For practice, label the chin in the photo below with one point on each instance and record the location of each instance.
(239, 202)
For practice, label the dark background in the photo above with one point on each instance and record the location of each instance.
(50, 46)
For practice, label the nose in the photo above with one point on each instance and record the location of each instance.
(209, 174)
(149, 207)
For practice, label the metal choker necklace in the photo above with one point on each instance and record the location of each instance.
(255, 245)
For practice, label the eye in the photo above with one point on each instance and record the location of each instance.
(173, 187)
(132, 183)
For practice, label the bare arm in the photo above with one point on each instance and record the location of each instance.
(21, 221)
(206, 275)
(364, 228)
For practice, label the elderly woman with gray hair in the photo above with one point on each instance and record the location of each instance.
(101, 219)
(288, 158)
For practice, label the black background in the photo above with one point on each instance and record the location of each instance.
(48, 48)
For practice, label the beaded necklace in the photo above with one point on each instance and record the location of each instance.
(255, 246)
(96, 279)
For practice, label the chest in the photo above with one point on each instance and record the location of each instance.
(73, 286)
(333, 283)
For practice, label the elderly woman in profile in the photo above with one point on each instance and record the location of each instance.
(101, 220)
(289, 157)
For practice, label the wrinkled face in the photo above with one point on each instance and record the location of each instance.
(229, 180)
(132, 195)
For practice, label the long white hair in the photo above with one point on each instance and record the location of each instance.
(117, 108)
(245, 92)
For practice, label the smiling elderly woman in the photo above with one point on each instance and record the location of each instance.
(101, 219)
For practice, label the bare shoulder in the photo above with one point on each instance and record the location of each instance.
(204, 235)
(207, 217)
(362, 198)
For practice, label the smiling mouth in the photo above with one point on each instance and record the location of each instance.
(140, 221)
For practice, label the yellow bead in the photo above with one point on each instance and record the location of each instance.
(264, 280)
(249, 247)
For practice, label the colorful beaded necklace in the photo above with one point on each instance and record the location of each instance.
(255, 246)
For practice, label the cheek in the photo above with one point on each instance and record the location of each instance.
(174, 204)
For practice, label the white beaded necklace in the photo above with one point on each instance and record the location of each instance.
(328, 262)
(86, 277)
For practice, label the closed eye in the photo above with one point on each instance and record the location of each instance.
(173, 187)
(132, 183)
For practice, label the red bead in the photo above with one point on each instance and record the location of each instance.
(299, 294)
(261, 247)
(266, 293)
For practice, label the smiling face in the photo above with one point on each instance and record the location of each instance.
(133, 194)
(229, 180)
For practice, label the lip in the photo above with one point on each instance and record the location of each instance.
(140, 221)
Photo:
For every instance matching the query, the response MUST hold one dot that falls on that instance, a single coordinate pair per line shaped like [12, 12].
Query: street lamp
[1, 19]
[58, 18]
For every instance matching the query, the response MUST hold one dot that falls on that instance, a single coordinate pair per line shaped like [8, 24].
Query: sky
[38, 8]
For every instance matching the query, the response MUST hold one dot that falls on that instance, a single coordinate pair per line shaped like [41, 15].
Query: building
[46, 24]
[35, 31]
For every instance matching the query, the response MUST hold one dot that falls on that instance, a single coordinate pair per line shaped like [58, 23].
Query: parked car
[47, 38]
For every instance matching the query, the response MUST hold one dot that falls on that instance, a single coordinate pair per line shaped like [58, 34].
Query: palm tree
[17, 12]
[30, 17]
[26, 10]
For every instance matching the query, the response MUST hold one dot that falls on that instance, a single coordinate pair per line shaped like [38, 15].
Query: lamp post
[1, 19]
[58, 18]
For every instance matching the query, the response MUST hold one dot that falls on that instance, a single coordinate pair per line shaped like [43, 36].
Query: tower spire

————————

* [Exercise]: Please reproduce the material in its entirety, exactly as it stands.

* [Solution]:
For practice, label the chin in the photo below with one point on each instance and record the location of each instance.
(239, 202)
For practice, label the dark background in the photo above with one point on each instance and record the location of each instance.
(50, 46)
For practice, label the nose in the photo above with one point on each instance and record the location of each instance.
(209, 174)
(149, 207)
For practice, label the metal choker necklace in the photo above with one point on each instance and record the location of each instance.
(255, 245)
For practice, label the eye in the photo above with one point on each instance and record the location of each instance.
(173, 187)
(132, 183)
For practice, label the bare arm in the photo above with one point on each instance and record the location of each instance.
(21, 221)
(206, 275)
(364, 228)
For practice, label the elderly woman with gray hair in the photo above with one point on each instance and record the location of each instance.
(101, 219)
(288, 158)
For practice, label the black background in the photo above with one point on each instance and record the location of each instance.
(48, 48)
For practice, label the beaded necklace in the photo above with one point on each instance and record the location of each instance.
(255, 246)
(96, 279)
For practice, label the chest in the photo above with one point on each instance and record the location of each instance.
(73, 286)
(333, 283)
For practice, label the elderly woman in profile in the photo above with one point on each instance and record the location of each instance.
(101, 220)
(289, 157)
For practice, label the wrinkled face in the photo above with one point on each instance and record the location of each instance.
(229, 180)
(132, 195)
For practice, label the long white hair in the photo above with one point on each instance and record the location of each instance.
(117, 108)
(245, 92)
For practice, label the smiling elderly woman in the photo above with one point on each instance and record the location of each instance.
(101, 219)
For practice, label the bare shoulder in the photo above with one point on each instance and record the location of each instance.
(204, 235)
(207, 217)
(362, 198)
For practice, label the smiling mouth in the photo above with one point on each instance and record the location of each instance.
(140, 221)
For practice, label the yellow bead in the photo above with one point on each instance and record the location of each instance.
(264, 280)
(249, 247)
For practice, label the colorful beaded necklace in the photo above with one point on each instance and record the location of each instance.
(255, 246)
For practice, label the cheek in the photo above with one point on each instance and record the location of each instance.
(174, 204)
For practice, label the white beaded necklace in the photo above with one point on each instance and record the location of each instance.
(328, 262)
(86, 277)
For practice, label the closed eye in the photo above with one point on each instance and record the location of each instance.
(173, 187)
(132, 183)
For practice, label the red bead in the photo above with one point on each instance and record the location of each instance.
(299, 294)
(261, 247)
(266, 293)
For practice, label the smiling face in the photo above with one point on each instance and record the location of each instance.
(133, 194)
(229, 180)
For practice, label the lip in the photo above with one point on each instance and record the location of each instance.
(140, 221)
Photo:
For every instance matching the query, the response MUST hold one dot that falls on that instance, a single coordinate pair per line shaped like [12, 12].
Query: street lamp
[1, 19]
[58, 18]
For every instance matching the query, the response MUST hold one dot that falls on that instance, a single coordinate pair per line shaped like [8, 24].
Query: sky
[38, 8]
For every instance matching the query, the response MUST hold one dot that falls on that instance, a single coordinate pair per line shaped like [41, 15].
Query: building
[46, 24]
[35, 31]
For every instance matching the query, the response MUST hold one dot that falls on that instance, a single coordinate pair per line shaped like [58, 23].
Query: parked car
[47, 38]
For every instance matching the query, the response MUST hold one dot that falls on that instance, a single coordinate pair per line shaped like [58, 34].
Query: palm tree
[17, 12]
[30, 17]
[26, 10]
For every instance matching the query, the response MUST hold one dot that falls on that instance, a single coordinate pair per line shaped like [38, 15].
Query: lamp post
[1, 19]
[58, 18]
For every instance matching the query, the response MUST hold one dot that falls on that instance, a single coordinate pair per line shaped like [43, 36].
Query: tower spire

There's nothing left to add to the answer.